Pictures stay out of the copy; output exactly the lines from the one containing "Task: indicate the wall" through the end of the material.
▬▬▬▬▬▬
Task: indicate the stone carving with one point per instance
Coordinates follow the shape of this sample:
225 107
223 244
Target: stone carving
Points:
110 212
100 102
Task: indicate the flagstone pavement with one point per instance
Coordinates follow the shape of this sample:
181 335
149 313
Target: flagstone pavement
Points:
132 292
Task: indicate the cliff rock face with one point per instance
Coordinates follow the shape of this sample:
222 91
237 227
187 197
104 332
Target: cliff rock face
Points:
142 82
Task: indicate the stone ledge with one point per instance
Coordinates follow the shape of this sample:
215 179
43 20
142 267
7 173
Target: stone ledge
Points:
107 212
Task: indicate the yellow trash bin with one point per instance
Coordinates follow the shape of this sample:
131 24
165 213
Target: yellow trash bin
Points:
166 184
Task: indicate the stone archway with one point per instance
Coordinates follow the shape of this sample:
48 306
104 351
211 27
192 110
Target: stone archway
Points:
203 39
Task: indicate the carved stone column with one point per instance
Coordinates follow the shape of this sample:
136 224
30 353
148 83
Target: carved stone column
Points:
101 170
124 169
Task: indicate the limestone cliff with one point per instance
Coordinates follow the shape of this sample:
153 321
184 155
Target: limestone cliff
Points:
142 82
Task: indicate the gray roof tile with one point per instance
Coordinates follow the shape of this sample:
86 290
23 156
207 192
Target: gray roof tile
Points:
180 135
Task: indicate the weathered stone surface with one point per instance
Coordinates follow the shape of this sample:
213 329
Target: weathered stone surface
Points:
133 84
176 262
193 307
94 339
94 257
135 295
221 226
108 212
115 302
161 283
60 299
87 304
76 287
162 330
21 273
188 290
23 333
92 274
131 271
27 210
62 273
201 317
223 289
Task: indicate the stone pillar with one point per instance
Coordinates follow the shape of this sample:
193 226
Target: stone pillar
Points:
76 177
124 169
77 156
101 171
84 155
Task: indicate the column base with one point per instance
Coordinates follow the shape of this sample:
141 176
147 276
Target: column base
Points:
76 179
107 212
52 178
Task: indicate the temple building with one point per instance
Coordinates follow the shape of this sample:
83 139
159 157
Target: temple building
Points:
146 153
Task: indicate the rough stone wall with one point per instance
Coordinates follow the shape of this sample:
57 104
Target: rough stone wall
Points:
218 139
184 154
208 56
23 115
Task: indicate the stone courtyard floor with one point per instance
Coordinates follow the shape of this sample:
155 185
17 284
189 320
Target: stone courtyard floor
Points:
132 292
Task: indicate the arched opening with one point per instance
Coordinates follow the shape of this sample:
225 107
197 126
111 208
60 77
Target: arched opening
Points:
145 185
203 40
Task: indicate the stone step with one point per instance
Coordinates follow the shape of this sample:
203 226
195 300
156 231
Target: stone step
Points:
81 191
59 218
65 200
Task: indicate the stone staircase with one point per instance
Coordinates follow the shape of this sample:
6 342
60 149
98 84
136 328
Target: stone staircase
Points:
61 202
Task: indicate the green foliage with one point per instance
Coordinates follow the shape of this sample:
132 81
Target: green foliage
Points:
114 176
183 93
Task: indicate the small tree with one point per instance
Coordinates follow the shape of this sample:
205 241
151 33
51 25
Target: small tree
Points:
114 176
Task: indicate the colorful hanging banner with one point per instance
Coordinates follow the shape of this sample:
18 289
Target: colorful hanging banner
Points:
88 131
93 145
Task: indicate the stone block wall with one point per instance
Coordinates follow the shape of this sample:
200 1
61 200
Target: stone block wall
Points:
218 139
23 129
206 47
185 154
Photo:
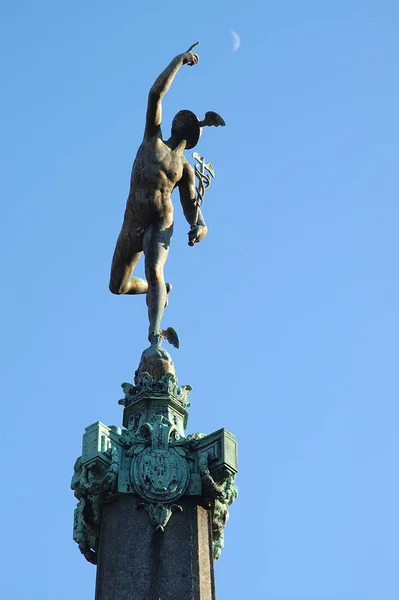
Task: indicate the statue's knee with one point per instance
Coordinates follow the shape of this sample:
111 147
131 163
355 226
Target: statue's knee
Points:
115 289
155 275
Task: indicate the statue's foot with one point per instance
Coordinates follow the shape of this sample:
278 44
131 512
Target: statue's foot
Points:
171 336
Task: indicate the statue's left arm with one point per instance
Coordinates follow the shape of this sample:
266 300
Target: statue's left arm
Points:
159 89
192 212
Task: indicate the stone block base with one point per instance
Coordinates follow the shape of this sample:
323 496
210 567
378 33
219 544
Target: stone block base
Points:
135 562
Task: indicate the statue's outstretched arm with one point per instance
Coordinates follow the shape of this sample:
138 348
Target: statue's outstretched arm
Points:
159 89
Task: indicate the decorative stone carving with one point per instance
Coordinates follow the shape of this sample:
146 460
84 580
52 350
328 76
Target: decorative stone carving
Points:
154 460
92 485
147 386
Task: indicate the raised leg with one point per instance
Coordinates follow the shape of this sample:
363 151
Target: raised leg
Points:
127 253
156 241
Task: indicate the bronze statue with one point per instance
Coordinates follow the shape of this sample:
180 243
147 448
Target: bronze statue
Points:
158 169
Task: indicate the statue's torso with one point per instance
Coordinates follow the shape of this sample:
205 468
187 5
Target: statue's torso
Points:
156 171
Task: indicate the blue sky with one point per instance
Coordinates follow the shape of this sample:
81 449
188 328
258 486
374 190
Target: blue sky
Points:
287 312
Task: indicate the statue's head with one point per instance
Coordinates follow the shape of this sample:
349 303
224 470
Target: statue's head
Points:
186 126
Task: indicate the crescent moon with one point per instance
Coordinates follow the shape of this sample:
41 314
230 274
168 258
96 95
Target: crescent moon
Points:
236 40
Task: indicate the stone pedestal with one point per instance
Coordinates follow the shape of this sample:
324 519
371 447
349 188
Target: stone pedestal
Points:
136 562
152 502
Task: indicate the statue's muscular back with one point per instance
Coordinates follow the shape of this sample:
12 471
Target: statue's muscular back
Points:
156 171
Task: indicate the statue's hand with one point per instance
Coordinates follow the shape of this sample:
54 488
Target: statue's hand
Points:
189 58
196 234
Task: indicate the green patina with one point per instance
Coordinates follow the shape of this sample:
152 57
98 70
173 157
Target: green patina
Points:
153 459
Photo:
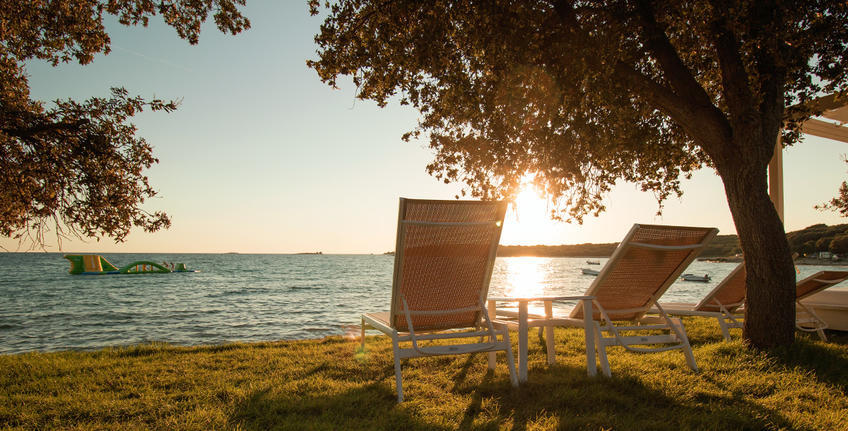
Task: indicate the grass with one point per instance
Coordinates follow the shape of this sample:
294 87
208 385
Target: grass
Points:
329 384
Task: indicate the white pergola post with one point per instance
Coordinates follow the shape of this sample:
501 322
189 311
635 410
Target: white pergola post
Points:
832 109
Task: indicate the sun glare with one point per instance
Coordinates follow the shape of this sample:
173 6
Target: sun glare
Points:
528 220
525 277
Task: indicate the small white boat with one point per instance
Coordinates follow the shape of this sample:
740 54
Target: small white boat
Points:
587 271
692 277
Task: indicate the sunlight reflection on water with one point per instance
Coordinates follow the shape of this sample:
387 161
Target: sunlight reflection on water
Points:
246 297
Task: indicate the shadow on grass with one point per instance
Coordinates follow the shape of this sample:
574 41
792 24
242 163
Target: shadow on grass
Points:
555 397
821 359
373 406
564 397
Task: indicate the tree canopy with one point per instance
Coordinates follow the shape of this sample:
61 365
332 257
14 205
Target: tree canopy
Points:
78 167
840 202
583 94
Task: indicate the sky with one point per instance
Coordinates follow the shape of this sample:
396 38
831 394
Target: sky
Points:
261 157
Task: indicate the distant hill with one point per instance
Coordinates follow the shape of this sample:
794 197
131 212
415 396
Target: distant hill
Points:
809 240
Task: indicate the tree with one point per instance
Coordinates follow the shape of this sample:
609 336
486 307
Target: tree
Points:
840 202
78 166
581 94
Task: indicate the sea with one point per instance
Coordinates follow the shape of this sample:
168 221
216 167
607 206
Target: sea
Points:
245 297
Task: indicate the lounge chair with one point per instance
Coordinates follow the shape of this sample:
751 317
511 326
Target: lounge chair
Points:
444 257
643 266
725 302
721 303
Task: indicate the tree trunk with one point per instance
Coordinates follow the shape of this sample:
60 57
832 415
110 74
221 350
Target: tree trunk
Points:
770 301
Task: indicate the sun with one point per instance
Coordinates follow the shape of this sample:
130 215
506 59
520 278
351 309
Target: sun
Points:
528 221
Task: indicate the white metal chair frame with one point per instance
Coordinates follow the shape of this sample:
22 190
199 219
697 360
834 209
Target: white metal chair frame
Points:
807 321
677 333
727 316
484 327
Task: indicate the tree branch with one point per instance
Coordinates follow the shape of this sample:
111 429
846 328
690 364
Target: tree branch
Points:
674 70
734 77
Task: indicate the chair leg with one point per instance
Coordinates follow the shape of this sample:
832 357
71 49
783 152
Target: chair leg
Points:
398 382
684 342
549 334
510 361
724 330
362 332
602 350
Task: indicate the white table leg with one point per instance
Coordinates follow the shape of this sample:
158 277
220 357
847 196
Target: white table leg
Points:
522 341
589 331
492 314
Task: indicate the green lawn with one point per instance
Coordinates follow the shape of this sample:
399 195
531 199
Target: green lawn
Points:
327 384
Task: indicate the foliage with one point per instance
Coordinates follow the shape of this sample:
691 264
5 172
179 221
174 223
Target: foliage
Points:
840 202
78 166
330 384
580 95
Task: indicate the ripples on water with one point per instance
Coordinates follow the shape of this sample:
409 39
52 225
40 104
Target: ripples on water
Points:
241 297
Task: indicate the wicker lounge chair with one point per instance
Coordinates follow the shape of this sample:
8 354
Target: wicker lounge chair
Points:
444 257
643 266
725 302
721 303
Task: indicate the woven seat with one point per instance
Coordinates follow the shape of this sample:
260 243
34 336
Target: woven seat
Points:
444 257
643 266
722 303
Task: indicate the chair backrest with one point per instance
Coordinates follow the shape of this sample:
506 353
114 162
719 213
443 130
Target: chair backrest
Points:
730 293
646 262
818 282
444 257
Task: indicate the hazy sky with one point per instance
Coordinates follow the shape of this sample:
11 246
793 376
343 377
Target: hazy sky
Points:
262 157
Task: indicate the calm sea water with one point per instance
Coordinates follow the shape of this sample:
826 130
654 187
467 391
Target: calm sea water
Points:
241 297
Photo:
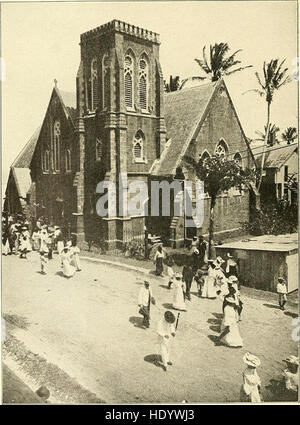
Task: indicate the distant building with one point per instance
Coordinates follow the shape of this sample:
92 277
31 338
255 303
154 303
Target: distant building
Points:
125 123
280 180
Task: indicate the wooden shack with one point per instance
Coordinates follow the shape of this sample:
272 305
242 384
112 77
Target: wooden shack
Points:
263 259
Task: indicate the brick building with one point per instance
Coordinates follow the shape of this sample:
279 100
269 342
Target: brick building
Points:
124 123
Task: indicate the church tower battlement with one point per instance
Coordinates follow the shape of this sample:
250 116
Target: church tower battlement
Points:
120 98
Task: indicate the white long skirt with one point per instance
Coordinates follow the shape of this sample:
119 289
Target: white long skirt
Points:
68 269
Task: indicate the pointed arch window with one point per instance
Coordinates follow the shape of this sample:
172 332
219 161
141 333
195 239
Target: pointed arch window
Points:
221 149
205 155
143 84
68 161
138 147
56 146
46 161
105 80
99 151
128 80
94 85
238 159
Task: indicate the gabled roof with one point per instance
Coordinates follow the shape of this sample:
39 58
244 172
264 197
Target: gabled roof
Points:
276 156
24 158
22 179
68 102
183 111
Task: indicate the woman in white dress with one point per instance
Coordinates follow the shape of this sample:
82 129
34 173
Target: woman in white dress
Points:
250 391
66 257
230 334
75 261
211 283
178 291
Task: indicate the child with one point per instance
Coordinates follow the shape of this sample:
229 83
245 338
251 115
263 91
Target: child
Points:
44 262
250 390
170 271
281 291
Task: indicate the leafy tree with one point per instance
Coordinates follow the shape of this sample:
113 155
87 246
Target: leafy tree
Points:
272 136
173 85
289 135
219 63
219 174
274 77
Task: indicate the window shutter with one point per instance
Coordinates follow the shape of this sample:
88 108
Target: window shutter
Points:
128 90
143 92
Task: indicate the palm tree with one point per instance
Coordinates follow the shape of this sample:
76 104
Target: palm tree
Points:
218 65
173 85
274 77
272 136
289 135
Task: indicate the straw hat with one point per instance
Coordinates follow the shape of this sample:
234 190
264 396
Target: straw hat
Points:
232 279
251 360
281 280
292 360
169 316
230 300
220 260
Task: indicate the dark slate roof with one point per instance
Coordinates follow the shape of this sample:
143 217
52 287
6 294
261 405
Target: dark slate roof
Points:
183 112
68 100
24 158
276 156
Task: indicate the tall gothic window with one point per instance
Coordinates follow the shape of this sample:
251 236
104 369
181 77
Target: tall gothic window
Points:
143 83
98 150
46 161
94 85
68 161
105 80
238 159
56 146
128 80
205 155
221 149
138 147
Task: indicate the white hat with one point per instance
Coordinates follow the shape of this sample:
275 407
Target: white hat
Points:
292 360
251 360
220 260
232 279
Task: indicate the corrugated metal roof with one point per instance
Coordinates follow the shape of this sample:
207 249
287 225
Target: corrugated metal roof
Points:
276 155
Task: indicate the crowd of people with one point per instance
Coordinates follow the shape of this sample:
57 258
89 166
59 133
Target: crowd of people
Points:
214 279
19 237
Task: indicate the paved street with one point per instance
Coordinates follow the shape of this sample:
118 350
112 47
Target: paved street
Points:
82 337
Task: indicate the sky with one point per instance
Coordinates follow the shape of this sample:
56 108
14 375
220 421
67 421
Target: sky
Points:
40 43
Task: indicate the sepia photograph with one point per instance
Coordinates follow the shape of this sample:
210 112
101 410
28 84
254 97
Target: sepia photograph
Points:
149 204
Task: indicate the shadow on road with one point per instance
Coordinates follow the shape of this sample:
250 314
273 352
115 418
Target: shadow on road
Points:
137 322
272 306
168 306
155 359
289 313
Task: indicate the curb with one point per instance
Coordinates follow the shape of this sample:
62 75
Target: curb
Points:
121 265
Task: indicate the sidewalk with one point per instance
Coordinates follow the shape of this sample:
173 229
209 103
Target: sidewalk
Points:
147 268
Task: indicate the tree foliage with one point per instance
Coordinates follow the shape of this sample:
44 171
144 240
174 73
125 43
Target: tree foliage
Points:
218 64
290 135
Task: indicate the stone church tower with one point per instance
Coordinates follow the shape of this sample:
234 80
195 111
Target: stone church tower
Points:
120 128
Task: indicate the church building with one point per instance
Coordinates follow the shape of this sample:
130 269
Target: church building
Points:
123 122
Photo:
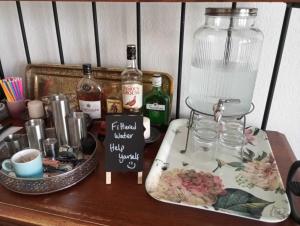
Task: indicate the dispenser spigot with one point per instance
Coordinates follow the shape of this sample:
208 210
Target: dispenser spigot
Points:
219 108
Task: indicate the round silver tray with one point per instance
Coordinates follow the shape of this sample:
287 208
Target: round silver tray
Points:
50 184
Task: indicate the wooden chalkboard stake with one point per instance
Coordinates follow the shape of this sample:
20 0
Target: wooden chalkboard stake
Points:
108 177
140 177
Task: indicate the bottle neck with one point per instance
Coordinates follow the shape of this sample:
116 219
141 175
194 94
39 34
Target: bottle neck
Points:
225 22
131 63
88 75
156 88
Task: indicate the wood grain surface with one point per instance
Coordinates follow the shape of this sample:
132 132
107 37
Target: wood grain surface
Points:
124 202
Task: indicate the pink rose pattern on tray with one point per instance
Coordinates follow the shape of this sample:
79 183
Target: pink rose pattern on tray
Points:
206 189
260 173
189 186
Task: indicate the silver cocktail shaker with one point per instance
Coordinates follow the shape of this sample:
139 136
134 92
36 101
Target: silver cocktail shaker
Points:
60 110
77 124
35 133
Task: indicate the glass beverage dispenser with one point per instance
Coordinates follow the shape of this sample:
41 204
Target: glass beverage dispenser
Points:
225 59
224 65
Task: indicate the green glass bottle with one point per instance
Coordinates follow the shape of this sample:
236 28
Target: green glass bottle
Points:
157 104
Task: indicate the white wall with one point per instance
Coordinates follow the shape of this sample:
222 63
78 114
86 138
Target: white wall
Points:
160 38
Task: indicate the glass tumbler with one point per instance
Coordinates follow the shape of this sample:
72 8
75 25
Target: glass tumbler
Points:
232 134
205 133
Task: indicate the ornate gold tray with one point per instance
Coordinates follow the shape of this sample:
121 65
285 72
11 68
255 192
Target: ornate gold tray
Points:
44 79
51 184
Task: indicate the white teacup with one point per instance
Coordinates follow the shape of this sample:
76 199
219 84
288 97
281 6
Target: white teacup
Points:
26 164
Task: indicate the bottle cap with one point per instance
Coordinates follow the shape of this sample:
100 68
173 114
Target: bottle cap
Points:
131 52
87 68
156 80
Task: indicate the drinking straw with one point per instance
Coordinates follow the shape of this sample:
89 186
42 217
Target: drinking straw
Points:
13 82
20 86
13 91
9 89
7 94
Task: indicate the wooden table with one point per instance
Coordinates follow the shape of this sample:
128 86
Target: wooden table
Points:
91 202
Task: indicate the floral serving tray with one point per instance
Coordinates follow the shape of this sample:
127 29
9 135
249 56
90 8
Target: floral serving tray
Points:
219 181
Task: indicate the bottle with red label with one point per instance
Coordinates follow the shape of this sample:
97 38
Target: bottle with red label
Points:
90 94
132 84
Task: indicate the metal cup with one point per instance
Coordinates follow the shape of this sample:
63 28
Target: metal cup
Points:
15 143
50 146
35 133
77 124
60 110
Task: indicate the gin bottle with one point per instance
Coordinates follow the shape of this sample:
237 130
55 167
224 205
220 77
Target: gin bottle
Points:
157 104
132 84
90 94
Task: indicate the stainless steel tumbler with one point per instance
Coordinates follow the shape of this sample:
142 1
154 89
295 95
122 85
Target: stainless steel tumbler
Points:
60 109
77 124
35 129
50 148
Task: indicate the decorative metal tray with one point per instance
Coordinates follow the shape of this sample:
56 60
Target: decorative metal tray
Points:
219 182
51 184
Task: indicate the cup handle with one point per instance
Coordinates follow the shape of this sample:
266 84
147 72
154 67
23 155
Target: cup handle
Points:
26 102
7 165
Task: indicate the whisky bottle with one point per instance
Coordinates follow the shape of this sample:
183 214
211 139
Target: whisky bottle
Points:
90 94
157 104
132 84
114 99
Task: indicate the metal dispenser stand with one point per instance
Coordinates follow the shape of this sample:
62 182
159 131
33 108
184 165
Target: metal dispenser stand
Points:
217 117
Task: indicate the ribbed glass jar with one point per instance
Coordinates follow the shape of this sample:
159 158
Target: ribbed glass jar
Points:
225 59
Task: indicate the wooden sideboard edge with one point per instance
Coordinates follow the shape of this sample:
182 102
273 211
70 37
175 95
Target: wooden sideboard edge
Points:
286 143
16 214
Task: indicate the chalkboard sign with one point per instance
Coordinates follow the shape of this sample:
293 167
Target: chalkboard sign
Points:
124 143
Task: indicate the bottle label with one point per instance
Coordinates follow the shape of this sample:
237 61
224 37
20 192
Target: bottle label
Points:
132 96
156 107
92 108
114 106
156 81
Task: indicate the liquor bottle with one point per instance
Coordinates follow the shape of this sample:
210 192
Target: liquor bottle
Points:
132 84
90 94
114 100
157 103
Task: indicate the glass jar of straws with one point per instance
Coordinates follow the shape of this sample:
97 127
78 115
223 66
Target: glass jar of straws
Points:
14 93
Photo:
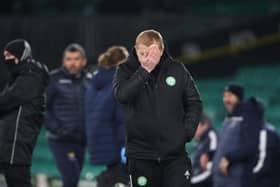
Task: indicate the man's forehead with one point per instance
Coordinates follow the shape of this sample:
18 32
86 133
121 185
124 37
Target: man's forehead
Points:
142 47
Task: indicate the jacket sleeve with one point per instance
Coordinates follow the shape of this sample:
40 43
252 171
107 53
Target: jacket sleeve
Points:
23 90
212 144
192 105
120 125
126 87
248 141
51 120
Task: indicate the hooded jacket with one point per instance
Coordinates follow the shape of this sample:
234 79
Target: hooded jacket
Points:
65 115
162 108
104 120
21 112
238 143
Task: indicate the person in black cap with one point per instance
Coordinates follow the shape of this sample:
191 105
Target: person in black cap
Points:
21 112
238 142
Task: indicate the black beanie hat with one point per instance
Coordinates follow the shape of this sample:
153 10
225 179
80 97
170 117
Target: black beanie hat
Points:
20 48
236 89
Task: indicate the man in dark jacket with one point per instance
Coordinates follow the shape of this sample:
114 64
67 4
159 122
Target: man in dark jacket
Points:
21 112
162 109
206 145
65 116
104 120
238 142
267 167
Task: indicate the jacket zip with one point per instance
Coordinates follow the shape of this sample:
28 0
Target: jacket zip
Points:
156 93
15 135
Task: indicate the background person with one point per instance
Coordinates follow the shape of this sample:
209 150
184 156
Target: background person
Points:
204 150
65 116
104 121
238 141
21 112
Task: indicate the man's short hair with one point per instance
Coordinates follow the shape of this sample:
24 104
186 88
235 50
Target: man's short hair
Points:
148 37
74 47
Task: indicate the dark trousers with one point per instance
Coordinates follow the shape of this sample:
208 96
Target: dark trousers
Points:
114 175
69 158
16 175
150 173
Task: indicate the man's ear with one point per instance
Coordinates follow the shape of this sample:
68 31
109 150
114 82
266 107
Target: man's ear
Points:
85 62
16 60
161 51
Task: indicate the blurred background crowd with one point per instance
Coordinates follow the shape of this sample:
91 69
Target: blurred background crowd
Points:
219 41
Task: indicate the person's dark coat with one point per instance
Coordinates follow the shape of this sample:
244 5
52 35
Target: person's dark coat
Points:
162 108
21 112
65 115
238 143
104 120
268 163
207 144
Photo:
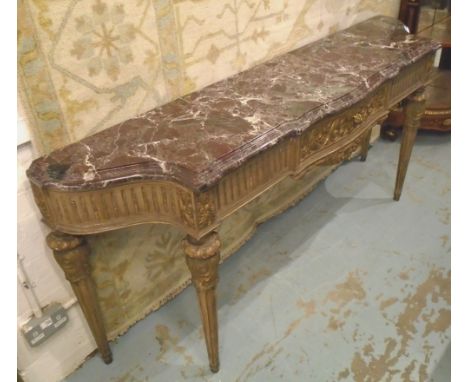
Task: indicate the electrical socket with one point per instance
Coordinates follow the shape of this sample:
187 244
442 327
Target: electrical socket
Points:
37 330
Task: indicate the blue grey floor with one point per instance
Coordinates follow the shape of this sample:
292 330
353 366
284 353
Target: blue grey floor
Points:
348 285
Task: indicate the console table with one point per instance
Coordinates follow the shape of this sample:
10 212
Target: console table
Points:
194 161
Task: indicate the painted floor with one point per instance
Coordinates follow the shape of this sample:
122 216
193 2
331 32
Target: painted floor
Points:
348 285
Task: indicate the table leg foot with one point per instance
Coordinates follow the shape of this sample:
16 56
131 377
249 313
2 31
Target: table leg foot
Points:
414 110
71 253
202 258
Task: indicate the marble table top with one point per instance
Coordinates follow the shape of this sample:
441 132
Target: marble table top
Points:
198 138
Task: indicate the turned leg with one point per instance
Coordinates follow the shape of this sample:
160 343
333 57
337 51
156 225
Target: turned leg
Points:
71 253
365 145
414 109
202 258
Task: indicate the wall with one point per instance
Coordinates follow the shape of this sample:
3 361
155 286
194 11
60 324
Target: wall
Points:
70 91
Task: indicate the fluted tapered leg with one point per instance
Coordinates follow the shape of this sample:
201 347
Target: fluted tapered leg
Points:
202 258
365 146
414 109
71 253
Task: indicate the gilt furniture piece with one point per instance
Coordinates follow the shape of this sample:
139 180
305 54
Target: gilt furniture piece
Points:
430 19
195 161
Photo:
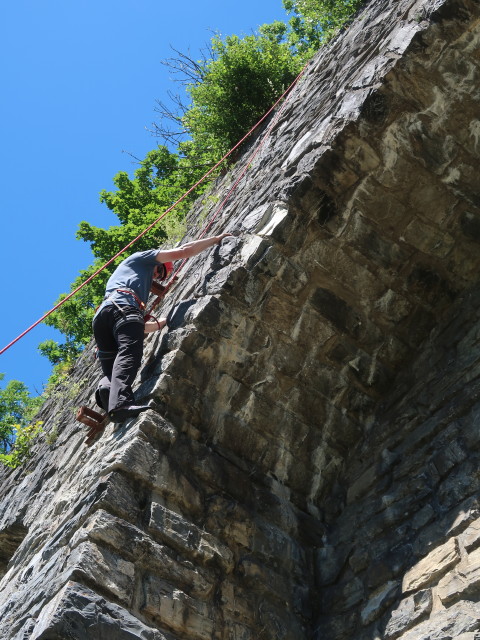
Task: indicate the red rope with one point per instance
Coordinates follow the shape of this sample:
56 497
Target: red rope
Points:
202 179
174 276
▬▬▬▬▬▬
> [FINISHED EXERCISE]:
Task: indicate the wall with one point per instance
Coordinates follow the shape of this sample:
3 361
155 286
194 11
60 324
Target: wall
Points:
70 91
Task: indicate the fluted tapered leg with one point per instance
Coordinates follow the shape of this sample:
201 347
Target: fluted tapered leg
Points:
202 258
365 146
414 109
71 253
Task: indicate the gilt furniture piece with one point per instance
Coordinates follow the shape of this sample:
139 180
305 54
Target: gilt furniture piece
Points:
430 19
195 161
Photo:
Task: indicate the red rope with one point per instance
Coordinates follow the shape of this sample:
56 497
Target: red rope
Points:
202 179
174 276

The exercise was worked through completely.